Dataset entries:
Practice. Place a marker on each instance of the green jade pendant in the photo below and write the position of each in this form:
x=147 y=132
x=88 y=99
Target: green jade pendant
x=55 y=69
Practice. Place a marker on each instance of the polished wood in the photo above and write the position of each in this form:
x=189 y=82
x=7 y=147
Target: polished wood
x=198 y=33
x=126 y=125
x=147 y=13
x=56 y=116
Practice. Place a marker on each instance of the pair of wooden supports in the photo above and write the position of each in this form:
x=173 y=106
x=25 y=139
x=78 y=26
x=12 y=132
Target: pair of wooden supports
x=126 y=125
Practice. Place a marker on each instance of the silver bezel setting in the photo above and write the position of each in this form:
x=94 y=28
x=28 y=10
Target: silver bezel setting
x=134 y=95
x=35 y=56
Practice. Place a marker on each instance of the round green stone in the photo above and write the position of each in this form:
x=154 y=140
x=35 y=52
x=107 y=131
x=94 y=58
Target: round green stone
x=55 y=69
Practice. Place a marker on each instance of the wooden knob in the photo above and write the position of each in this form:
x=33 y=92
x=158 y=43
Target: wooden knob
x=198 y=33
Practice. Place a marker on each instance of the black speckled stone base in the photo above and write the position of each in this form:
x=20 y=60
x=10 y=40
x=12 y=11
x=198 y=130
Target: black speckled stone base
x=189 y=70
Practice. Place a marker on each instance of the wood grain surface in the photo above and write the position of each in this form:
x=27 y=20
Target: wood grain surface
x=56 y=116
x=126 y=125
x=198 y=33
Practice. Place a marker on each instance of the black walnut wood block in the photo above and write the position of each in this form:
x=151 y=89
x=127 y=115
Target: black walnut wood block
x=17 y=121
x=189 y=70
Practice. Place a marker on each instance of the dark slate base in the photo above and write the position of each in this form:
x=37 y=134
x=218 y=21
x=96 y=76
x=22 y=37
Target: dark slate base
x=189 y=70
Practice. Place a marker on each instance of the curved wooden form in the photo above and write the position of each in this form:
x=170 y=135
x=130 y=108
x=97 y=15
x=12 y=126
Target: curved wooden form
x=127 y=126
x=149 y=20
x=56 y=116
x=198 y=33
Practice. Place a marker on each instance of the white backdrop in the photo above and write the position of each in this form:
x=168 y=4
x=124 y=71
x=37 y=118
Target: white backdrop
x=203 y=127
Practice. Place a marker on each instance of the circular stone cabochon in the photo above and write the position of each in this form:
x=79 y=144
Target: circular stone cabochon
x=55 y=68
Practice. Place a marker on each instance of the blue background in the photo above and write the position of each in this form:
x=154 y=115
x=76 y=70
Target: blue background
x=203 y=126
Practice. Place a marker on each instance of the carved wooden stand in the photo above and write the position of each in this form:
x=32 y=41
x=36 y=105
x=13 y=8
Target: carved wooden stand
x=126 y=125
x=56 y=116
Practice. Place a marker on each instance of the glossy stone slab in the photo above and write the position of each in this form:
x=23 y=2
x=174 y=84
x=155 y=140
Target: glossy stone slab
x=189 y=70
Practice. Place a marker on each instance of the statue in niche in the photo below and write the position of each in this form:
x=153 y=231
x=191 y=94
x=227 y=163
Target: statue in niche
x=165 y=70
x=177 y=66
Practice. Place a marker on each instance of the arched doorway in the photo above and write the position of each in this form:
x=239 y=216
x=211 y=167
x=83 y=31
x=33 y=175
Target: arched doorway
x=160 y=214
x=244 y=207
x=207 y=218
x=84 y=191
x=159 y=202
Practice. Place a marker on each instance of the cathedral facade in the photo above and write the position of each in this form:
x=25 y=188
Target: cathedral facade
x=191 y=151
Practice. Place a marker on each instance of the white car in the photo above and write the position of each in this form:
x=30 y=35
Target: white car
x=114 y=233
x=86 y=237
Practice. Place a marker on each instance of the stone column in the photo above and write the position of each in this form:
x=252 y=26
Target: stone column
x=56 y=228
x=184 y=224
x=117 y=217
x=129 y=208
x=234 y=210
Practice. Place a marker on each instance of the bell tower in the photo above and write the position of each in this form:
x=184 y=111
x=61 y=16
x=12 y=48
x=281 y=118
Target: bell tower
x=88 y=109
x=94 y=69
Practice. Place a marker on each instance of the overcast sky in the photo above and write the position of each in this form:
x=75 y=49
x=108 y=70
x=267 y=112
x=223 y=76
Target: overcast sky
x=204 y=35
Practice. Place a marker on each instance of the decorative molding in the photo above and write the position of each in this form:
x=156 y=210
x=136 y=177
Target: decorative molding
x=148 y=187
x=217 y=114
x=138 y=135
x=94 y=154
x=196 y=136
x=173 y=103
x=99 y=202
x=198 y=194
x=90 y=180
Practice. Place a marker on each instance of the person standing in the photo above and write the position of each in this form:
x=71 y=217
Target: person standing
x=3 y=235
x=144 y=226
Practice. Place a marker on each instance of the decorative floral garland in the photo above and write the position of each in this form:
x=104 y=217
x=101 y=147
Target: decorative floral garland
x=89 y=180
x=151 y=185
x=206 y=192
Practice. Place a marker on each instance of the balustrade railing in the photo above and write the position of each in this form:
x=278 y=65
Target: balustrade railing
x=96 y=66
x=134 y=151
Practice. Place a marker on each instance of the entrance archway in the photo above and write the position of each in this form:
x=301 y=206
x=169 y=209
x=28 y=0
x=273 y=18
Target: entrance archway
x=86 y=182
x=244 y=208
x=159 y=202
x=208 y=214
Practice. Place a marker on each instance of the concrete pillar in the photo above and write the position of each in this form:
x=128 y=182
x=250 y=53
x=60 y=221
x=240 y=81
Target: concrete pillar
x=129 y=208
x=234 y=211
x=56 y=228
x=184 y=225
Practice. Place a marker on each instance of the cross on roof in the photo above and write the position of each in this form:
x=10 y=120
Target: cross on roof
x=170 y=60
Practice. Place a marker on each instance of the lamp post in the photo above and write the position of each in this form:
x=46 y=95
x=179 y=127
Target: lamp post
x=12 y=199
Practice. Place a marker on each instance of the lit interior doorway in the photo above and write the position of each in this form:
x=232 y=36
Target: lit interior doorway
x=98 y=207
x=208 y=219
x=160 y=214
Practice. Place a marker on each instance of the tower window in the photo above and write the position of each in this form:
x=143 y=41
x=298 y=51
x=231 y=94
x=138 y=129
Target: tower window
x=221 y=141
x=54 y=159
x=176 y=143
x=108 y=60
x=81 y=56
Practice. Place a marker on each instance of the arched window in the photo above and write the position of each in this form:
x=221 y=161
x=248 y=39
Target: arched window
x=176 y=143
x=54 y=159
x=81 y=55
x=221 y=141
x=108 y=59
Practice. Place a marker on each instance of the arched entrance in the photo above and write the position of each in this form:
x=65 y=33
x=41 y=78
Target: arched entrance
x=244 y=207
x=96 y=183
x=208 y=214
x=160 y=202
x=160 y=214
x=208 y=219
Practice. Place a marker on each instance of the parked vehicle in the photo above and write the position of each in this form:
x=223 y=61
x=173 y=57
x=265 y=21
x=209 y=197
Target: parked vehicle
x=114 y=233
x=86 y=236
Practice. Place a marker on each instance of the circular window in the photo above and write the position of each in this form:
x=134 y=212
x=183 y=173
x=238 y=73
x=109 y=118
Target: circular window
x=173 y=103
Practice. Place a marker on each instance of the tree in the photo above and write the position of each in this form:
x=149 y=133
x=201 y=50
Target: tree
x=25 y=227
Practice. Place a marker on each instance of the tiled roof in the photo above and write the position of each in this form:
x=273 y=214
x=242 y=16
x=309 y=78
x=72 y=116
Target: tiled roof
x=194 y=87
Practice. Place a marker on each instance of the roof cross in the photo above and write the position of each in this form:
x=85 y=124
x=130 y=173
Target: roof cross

TO DO:
Among the lines of the data, find every one that holds "below" and copy it.

FINISHED EXERCISE:
Practice. Place a marker on each instance of the green jade pendant in the photo below and write the position of each in this form:
Practice. Place a marker on each instance of the statue in niche in the photo below and write the position of each in this form:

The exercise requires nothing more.